## WHAT YOU HAVE TO DO
Scale the box coordinates in the answers of the lines below by 0.9, rounding each to a whole number with halves going up, and write out all the lines again, requests included, with the pictures left out.

## EXCERPTED DATA
** begin **

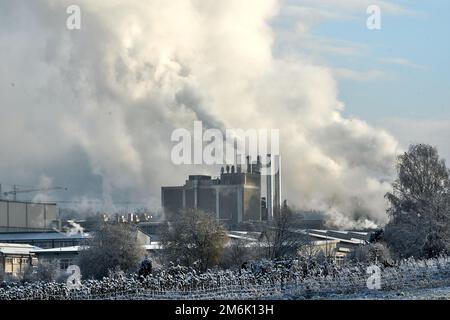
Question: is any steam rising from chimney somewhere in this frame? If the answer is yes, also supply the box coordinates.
[0,0,397,226]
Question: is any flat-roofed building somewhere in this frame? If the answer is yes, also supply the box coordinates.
[0,243,38,277]
[0,199,59,232]
[0,231,89,249]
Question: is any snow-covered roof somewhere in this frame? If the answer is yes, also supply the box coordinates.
[306,232,366,245]
[32,246,81,254]
[143,241,162,250]
[0,232,88,242]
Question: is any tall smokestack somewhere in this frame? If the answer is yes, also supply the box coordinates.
[266,154,273,220]
[271,155,281,214]
[266,154,281,220]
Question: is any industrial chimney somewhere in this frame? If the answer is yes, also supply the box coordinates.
[266,154,281,220]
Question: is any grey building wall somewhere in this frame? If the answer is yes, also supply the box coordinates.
[0,200,58,232]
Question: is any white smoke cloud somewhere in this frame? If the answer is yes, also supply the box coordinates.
[0,0,397,225]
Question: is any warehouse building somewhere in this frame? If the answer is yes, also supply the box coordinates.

** end **

## RESULT FOR THIS EXERCISE
Question: is any steam rising from chimney somewhere in this frame? If the answer is yes, also supply the box coordinates.
[0,0,357,203]
Question: is any flat-roofed building somewhere in this frame? If the answer is yes, also supply the box coordinates.
[0,219,34,249]
[0,179,53,209]
[0,208,80,224]
Question: is any snow-covered roof somewhere in this frame? If the answer is yes, also supply the box coordinates.
[275,209,329,221]
[29,221,73,229]
[129,217,146,225]
[0,209,79,218]
Question: is any tall smokestack somewhere in this frame? If the answer is yes, also supply the box coordinates.
[239,139,246,198]
[244,140,253,193]
[239,139,253,198]
Question: is any industrial chimney somewhere in this frame? If the answer is yes, also supply the box coordinates.
[239,139,253,198]
Question: is any grey building wall somewhere in this frame? If the answer is yes, also supply the box coordinates.
[0,180,52,209]
Question: is any white smoke cloud somewhere in this frame? If the answer is yes, also supply the box coordinates.
[0,0,357,203]
Question: is any warehouse building somewhere in this frame? If the answer is yes, also supply the box coordinates.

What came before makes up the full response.